Что нужно сделать
**1)** Ответьте по отрывку о продаже ценностей из музеев:
(a) До какого времени предметы из музеев активно продавались за границу?
(b) Кто запретил торговать чужим имуществом через немецкие аукционы и галереи?
(c) Почему «Возвращение блудного сына» Рембрандта не вывезли из Эрмитажа?
**2)** Перепишите слово в слово кусок из отрывка о продаже ценностей из музеев, начиная с «Германия оставалась основной» и дальше до «торговли чужим имуществом.» включительно.
**3)** Продолжите отрывок о продаже ценностей из музеев после его последнего предложения.

Отрывок из текста
------------------------------------------------

Не только разграблены, большей частью проданы. Предметы из музеев активно продавались за границу до второй половины 1930-х годов. Французы, например, крайне негативно относились к тому, что советская власть распродает части национального собрания. Понятно, что это был голос эмигрантского лобби. А в Германии такого не было. Поскольку Германия была одной из сторон, когда подписывался Брестский мир и была признана Советская Россия, то тогда были легитимизированы отношения, все действия советской власти.
Германия оставалась основной площадкой сбыта ценностей, вывезенных из Советской России, вплоть до прихода к власти Гитлера, который запретил использование немецких аукционов и галерей для торговли чужим имуществом.
Например, «Возвращение блудного сына» Рембрандта не вывезли из Эрмитажа только из-за больших размеров полотна. Крупные иностранные охотники за сокровищами в Советской России, и Галуст Гюльбекян, и Эндрю Меллон присматривались к «Блудному сыну». Из-за размеров ее было сложно транспортировать на большие расстояния, а наматывать на вал не решались. В общем, так и не решились, вывозили предметы поменьше. Они купили с десяток рембрандтов. Думаю, что если посмотреть на рынок внимательно, сегодня большая часть числится как «работа неизвестного мастера круга Рембрандта» или «мастерская Рембрандта», или «мастерская Рембрандта, предположительно такой-то».

------------------------------------------------

Исходные данные
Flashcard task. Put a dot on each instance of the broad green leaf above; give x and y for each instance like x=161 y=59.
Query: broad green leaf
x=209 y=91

------------------------------------------------

Ответы
**1)**
(a) До второй половины 1930-х годов.
(b) Гитлер.
(c) Из-за больших размеров полотна.

**2)**
Германия оставалась основной площадкой сбыта ценностей, вывезенных из Советской России, вплоть до прихода к власти Гитлера, который запретил использование немецких аукционов и галерей для торговли чужим имуществом.

**3)**
Как вы думаете, для чего? Таким образом работы защищают от возможных претензий музеев?
Не думаю.
Почему, на ваш взгляд, мы до сих пор не могут найти ни золотого Самсона из фонтана Петергофа, ни Янтарной комнаты? Такие огромные работы…
Янтарная комната, очевидно, разобрана. И находки 1990-х годов подтверждают эту версию. Но благодаря участию Владимира Владимировича и немецких предпринимателей к 300-летию Санкт-Петербурга Янтарная комната была воссоздана. (Реконструкция комнаты обошлась в $11,35 млн (70% дал бюджет, 30% — компания Ruhrgas AG, — по данным «Коммерсантъ»). А Самсона, возможно, везли на корабле, который был потоплен. А возможно, к сожалению, скульптура была переплавлена. Фашисты же были очень прагматичны. В Павловске, Пушкине и Петергофе они вырубали корабельные деревья, вывозили к себе северный лес. Я все это знаю, потому что, можно сказать, вырос в Царском Селе. Мама была влюблена в эти места, я бывал там ну раз 30 в год. Наверное, подучившись, могу работать экскурсоводом.
Вы такой же увлеченный родитель?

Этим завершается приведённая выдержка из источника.